_The task_.
Write every entry out again, exactly as given.
------------
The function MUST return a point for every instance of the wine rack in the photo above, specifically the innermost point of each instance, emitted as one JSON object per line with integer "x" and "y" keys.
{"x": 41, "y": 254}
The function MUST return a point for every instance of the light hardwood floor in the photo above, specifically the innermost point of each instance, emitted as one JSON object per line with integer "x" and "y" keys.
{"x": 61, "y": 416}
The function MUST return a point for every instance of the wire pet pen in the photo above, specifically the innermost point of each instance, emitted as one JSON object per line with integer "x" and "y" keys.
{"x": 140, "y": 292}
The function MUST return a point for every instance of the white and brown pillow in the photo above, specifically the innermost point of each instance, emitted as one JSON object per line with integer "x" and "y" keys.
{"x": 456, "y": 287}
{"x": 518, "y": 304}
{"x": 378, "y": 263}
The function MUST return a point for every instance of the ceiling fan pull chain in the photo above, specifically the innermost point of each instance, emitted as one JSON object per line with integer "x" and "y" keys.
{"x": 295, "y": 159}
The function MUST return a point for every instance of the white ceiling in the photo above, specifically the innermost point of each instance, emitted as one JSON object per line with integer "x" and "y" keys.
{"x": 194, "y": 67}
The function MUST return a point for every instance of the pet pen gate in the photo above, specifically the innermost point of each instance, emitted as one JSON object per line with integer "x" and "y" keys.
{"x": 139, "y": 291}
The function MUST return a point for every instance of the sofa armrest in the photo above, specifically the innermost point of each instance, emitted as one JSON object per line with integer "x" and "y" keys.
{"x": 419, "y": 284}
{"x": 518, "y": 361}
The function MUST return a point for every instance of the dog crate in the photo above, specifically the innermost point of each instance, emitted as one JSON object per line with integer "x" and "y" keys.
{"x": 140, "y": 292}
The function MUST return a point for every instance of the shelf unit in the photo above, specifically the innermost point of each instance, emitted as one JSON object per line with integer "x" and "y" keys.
------------
_Answer box_.
The function MUST return a point for every instance of the wine rack in the photo above, specifically the innermost point of each instance, emitted as one JSON object per line with integer "x" and "y" keys.
{"x": 41, "y": 254}
The function MUST return a point for every instance of the light hardwood floor in the photo above, specifically the innermost point of each instance, emitted as one JSON object per line with integer "x" and "y" keys.
{"x": 61, "y": 416}
The function MUST return a point for every instance of the wire pet pen in the photo above, specifically the innermost point of each instance, emitted as one JSON object per line with integer "x" and "y" keys.
{"x": 140, "y": 292}
The function MUST return a point for every instance of the white and brown pillow in the photo above, specifically the innermost point of each instance, emitted as one JSON object per line with integer "x" and "y" keys.
{"x": 456, "y": 287}
{"x": 518, "y": 304}
{"x": 378, "y": 263}
The function MUST return a point for every instance of the ceiling fan pull chain in the photo above, specifically the innermost point of each instance, emitted as one JSON object per line with integer "x" and "y" keys.
{"x": 295, "y": 159}
The function MUST return a point for every instance of the white ceiling in the photo above, specifically the innermost point of each instance, emitted as one JSON object per line with integer "x" and "y" keys.
{"x": 194, "y": 67}
The function MUST return a point for every instance of the pet pen gate in the photo above, specifically the innermost point of each instance, emitted as one JSON object per line with integer "x" and "y" keys.
{"x": 139, "y": 291}
The function MUST return a point for every instance of the sofa armrest in the photo above, specifically the innermost point of each instance, emitted as one JSON object per line with integer "x" and "y" keys.
{"x": 419, "y": 284}
{"x": 518, "y": 361}
The function MUST return a point for every instance of the dog crate in the photo above, specifically the innermost point of each instance, emitted as one JSON object per line with integer "x" and "y" keys.
{"x": 140, "y": 292}
The function MUST return a point for every instance of the shelf unit in the photo above, specifically the innermost point of each instance, emitted as one JSON object per line with integer "x" and "y" keys.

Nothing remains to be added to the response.